**Problem to solve:** From the line that contains "photo. Category: wristwatch" to the last line of the data, every line is to be transcribed exactly; no other line is to be included.

**Data extracts:**
- - -

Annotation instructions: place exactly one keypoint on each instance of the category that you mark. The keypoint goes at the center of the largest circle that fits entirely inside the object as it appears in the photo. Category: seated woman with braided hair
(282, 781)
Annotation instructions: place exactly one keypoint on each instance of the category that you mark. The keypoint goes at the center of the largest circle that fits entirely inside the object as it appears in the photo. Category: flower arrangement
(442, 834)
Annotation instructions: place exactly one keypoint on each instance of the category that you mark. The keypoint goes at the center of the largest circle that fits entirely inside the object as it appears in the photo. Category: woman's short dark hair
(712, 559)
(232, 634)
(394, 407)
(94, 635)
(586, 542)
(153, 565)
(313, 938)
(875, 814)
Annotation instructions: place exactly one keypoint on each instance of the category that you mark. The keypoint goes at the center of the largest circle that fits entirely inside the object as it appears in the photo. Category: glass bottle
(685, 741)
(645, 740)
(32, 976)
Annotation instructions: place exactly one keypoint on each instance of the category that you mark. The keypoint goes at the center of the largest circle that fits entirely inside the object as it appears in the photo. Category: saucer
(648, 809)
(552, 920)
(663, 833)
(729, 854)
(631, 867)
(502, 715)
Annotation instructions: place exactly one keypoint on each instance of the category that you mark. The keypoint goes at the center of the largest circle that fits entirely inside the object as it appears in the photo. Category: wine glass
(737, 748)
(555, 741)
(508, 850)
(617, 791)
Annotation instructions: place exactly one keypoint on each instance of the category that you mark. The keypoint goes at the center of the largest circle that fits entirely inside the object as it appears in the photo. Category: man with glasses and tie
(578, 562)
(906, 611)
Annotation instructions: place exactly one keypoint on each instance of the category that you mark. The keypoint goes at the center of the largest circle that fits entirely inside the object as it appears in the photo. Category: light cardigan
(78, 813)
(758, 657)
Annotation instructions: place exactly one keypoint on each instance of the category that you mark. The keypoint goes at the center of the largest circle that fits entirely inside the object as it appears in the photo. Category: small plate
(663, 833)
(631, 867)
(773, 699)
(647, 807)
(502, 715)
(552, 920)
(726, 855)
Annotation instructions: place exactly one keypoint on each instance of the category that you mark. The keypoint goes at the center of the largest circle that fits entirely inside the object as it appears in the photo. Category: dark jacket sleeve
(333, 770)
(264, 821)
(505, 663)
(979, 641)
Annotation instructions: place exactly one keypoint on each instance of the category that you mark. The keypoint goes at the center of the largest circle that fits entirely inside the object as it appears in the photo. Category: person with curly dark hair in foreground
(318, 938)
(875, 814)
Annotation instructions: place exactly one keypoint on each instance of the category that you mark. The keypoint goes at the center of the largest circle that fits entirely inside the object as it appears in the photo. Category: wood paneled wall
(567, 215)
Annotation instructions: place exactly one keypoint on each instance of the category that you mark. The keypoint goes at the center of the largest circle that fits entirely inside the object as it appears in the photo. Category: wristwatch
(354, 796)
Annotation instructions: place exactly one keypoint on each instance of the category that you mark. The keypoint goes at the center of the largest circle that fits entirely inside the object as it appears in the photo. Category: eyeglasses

- - -

**Solved exercise:**
Annotation instructions: place exactly one keypoint on each instance of the category that you mark. The keypoint goes at the center of the largest circle that fits entirely inside the object as it appears in the photo. Category: wristwatch
(354, 796)
Annotation instructions: place exactly one keypoint on each instance of the category that you mark. The keypoint goes at the center of the largest circle that fits entirely inside the object as it appears in the photo. Category: eyeglasses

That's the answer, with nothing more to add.